■ ENTRIES PROVIDED:
####

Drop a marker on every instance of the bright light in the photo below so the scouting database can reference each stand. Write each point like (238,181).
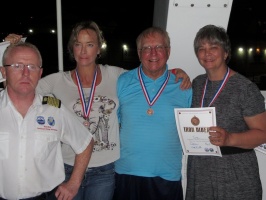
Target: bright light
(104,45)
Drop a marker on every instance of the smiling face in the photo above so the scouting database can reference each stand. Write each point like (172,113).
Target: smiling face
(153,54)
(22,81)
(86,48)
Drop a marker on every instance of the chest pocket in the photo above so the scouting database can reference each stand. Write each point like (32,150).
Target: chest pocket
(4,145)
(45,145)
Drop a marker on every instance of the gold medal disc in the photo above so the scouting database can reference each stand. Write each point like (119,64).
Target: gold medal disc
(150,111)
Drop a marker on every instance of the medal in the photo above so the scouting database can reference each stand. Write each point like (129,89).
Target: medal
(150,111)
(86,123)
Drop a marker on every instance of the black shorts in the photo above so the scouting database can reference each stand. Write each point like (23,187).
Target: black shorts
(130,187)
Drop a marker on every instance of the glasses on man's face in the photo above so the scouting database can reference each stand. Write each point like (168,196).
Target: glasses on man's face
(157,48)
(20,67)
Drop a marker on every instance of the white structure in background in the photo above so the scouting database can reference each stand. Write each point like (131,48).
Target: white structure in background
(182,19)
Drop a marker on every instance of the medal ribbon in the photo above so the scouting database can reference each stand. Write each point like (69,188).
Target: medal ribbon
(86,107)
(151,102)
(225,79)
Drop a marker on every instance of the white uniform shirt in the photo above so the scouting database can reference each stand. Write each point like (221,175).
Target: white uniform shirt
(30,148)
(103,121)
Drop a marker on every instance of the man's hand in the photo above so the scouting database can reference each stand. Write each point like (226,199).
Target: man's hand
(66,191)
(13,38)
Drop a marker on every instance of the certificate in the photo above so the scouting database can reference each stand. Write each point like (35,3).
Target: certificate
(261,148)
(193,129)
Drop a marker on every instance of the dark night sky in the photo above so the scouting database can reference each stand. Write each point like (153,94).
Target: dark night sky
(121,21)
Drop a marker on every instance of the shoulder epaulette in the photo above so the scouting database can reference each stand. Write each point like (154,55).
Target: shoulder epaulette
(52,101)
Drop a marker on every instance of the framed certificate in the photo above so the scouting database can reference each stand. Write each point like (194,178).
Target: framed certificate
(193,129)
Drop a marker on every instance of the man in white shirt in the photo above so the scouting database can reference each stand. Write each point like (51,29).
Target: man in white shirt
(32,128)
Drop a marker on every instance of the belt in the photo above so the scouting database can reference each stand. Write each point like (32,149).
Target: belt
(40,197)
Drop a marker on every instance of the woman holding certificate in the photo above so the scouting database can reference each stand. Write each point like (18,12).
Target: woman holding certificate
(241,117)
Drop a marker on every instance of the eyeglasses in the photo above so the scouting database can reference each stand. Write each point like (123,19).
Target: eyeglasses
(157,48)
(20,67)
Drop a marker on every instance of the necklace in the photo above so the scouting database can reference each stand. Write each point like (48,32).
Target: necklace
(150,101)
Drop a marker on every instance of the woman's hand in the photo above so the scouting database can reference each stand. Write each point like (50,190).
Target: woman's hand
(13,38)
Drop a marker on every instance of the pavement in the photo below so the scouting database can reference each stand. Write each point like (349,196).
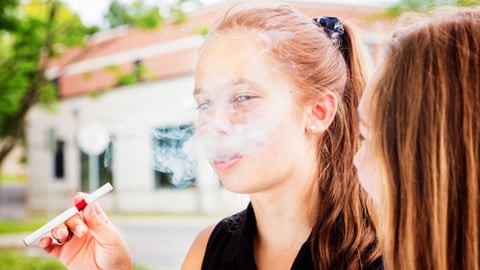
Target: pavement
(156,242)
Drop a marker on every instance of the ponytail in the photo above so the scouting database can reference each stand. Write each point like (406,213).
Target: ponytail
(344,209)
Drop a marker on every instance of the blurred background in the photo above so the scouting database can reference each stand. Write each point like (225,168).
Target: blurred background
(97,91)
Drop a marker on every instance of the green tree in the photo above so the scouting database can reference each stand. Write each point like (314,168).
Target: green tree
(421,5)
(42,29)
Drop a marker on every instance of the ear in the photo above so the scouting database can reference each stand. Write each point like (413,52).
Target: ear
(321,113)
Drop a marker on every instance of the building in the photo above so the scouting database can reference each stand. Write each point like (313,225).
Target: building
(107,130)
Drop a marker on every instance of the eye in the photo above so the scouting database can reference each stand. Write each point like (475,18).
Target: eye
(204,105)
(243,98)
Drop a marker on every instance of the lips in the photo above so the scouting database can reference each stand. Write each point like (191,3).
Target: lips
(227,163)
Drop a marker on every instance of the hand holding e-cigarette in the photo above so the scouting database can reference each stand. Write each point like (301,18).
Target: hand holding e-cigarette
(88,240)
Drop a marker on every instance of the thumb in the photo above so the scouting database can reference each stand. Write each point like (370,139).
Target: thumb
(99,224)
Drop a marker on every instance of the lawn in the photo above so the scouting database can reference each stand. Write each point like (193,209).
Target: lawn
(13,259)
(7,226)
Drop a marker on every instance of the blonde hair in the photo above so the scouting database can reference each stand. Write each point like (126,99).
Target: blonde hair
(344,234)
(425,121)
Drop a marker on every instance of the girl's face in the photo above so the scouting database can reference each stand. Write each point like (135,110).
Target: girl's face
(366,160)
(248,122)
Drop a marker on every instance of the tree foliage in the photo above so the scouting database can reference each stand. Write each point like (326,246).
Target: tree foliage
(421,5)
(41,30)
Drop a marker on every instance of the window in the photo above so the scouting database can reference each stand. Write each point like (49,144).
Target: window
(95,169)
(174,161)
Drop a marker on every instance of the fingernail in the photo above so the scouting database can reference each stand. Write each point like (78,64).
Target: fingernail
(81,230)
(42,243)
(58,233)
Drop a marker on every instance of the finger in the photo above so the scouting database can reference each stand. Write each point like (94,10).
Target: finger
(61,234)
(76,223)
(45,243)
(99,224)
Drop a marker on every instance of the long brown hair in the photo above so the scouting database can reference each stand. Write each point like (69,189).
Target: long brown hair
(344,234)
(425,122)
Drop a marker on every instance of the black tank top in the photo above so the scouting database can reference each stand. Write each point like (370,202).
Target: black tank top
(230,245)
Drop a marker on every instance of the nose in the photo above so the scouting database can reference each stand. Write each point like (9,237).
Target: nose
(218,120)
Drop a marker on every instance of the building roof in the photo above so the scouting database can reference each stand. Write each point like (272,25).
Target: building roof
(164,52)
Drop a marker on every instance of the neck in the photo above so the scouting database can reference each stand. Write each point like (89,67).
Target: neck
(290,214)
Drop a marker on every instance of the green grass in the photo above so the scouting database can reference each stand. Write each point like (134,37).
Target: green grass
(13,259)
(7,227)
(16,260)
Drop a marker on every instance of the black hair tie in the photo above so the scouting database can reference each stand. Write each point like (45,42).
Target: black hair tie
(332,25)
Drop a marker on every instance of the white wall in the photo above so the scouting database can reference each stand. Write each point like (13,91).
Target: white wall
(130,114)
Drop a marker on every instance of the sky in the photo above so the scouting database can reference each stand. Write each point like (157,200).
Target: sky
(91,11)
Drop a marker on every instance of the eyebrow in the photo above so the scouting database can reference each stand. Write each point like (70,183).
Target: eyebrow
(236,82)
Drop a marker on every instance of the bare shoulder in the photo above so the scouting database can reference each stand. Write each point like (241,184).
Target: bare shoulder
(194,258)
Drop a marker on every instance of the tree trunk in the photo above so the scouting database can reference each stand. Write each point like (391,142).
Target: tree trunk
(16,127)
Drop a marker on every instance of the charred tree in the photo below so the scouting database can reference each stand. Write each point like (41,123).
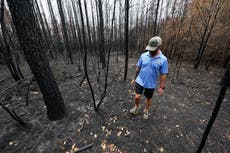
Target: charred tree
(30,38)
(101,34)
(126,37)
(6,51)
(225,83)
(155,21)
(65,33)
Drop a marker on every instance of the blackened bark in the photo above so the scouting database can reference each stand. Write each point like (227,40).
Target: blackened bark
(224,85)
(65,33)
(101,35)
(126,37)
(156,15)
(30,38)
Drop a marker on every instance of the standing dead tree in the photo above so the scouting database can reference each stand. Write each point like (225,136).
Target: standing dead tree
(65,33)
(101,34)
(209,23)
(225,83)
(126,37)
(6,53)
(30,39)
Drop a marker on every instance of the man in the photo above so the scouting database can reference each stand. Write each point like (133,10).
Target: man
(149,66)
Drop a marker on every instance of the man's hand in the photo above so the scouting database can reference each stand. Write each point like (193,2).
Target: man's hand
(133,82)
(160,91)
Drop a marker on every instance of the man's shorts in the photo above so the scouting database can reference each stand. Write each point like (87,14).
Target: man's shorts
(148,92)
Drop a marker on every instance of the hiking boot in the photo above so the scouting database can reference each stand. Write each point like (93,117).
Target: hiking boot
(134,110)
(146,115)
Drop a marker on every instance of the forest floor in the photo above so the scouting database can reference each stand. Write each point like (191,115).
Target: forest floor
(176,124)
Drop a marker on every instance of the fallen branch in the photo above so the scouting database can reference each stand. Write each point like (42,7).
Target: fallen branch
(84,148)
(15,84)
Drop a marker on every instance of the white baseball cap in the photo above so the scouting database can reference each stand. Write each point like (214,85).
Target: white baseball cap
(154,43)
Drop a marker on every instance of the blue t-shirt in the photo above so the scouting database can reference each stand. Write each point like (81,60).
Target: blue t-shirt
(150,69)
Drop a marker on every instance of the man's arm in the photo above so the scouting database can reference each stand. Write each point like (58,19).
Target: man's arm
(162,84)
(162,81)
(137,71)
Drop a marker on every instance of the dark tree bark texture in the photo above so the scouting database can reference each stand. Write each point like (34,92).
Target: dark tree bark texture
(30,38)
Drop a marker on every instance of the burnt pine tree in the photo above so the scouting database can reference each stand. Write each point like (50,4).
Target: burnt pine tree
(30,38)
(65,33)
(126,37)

####

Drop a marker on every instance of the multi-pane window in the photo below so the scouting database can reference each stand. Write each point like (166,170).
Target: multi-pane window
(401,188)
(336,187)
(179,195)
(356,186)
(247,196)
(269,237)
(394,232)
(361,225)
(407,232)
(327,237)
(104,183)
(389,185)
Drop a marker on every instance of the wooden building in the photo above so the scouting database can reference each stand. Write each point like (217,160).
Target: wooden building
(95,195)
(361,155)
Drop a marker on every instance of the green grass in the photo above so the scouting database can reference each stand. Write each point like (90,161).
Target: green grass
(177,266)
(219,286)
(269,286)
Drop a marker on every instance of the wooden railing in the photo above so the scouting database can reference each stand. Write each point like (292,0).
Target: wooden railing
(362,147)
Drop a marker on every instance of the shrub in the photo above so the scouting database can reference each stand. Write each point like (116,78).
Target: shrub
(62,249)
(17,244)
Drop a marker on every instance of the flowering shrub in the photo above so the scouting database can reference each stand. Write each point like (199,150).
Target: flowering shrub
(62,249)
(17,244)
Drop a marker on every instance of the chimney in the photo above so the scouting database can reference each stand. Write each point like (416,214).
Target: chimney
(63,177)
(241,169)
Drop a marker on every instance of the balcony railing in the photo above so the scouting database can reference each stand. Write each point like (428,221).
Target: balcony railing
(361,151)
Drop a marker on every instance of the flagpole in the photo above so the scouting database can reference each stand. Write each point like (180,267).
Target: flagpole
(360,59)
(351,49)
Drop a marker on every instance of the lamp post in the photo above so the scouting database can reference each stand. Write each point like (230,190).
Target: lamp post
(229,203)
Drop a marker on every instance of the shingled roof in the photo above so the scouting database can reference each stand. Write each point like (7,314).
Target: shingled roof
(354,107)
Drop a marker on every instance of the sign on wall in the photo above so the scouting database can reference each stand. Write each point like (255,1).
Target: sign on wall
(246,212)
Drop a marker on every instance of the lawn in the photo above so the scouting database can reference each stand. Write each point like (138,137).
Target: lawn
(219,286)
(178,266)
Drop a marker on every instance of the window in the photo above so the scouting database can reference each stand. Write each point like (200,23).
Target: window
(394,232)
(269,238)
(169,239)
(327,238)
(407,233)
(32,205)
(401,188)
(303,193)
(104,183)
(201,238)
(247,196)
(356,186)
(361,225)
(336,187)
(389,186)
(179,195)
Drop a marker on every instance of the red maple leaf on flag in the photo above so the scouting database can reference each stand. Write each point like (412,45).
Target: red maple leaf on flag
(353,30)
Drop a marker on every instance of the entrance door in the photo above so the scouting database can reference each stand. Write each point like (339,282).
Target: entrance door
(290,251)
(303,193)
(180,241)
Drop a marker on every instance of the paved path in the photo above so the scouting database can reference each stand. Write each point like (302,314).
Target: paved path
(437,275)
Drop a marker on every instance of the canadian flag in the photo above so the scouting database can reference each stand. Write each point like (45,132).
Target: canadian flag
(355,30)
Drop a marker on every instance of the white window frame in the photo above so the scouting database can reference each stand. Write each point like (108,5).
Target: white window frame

####

■ INSTRUCTIONS TO FOLLOW: Reproduce the rows from the line with "Drop a marker on every instance of the canadian" to the line with "Target: white window frame", substituting "maple leaf flag" for "canadian flag" and leaving everything else unchanged.

■ ANSWER TO THIS TASK:
Drop a marker on every instance of the maple leaf flag in the photo above so the scouting database can reference each stand. Write each point like (45,132).
Target: maple leaf flag
(355,30)
Drop a marker on every instance of the white window frame in the photo above so the scouting database can reference each stand. Write each point like (108,5).
Target: white window frame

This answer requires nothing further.